• Stated goal:
Lay out the records from the line containing "Might I trouble you for the coordinates of the sage sprig" through the end of the records as a Markdown table with two columns, Row (the row number) and Line (the line itself). Skip blank lines and leave the pictures out.

• Task material:

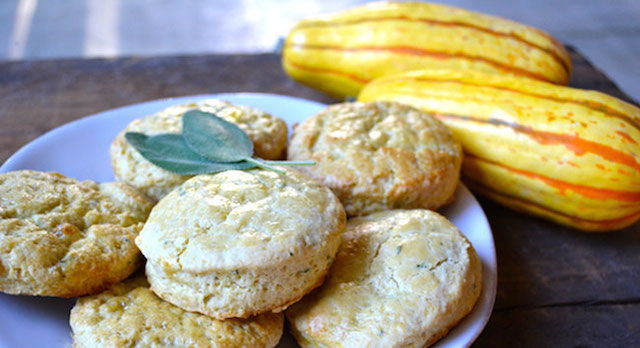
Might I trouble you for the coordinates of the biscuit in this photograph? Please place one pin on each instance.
(239, 243)
(268, 134)
(66, 238)
(401, 278)
(130, 315)
(379, 156)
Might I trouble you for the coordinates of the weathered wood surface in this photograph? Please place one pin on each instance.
(556, 286)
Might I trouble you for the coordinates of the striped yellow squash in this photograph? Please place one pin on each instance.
(338, 54)
(566, 154)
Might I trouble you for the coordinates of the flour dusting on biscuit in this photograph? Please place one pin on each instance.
(240, 243)
(379, 156)
(130, 315)
(401, 278)
(63, 237)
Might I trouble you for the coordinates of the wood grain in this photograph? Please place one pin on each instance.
(556, 286)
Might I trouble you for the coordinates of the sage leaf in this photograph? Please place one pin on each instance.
(169, 151)
(214, 138)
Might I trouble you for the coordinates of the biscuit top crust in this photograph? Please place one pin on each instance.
(268, 134)
(54, 231)
(388, 152)
(240, 219)
(129, 314)
(399, 277)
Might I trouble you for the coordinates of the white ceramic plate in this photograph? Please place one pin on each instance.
(80, 150)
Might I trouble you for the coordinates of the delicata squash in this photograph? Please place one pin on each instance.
(569, 155)
(340, 53)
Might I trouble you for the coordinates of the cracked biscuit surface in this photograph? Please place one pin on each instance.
(401, 278)
(239, 243)
(63, 237)
(268, 134)
(379, 156)
(129, 315)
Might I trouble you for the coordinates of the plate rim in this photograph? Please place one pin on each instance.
(488, 295)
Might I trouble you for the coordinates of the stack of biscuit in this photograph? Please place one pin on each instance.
(227, 253)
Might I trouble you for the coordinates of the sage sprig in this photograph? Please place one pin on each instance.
(207, 144)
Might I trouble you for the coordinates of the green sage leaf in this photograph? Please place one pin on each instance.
(170, 152)
(214, 138)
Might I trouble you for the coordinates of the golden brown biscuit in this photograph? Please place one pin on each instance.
(378, 156)
(62, 237)
(401, 278)
(130, 315)
(239, 243)
(268, 134)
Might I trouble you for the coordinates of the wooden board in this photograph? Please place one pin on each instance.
(556, 286)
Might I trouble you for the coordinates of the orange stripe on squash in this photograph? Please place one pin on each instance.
(593, 105)
(563, 186)
(572, 143)
(603, 225)
(552, 53)
(413, 51)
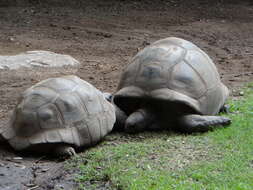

• Solved exercise:
| Row | Line |
|---|---|
| 1 | Might I trouble you for the coordinates of the sage sprig in this photograph? Please place one pin on each instance. |
| 2 | (207, 144) |
| 3 | Might I trouble you for the coordinates of the green sage leaf in this photograph? Please place one pin on each instance. |
| 4 | (170, 152) |
| 5 | (214, 138) |
| 6 | Might I trouble you for the coordinates of the golden brown biscuit in this photograph? Please place one pin on each instance. |
| 7 | (378, 156) |
| 8 | (62, 237) |
| 9 | (401, 278) |
| 10 | (130, 315) |
| 11 | (239, 243) |
| 12 | (268, 134) |
| 13 | Might I trouble you for the coordinates of the wooden board in this photograph? Please place one pin on each instance. |
| 14 | (556, 286) |
| 15 | Might I trouble you for the coordinates of the orange stripe on squash in this photograph? Please place one pin on each instance. |
| 16 | (593, 105) |
| 17 | (563, 186) |
| 18 | (572, 143) |
| 19 | (603, 225) |
| 20 | (552, 53) |
| 21 | (413, 51) |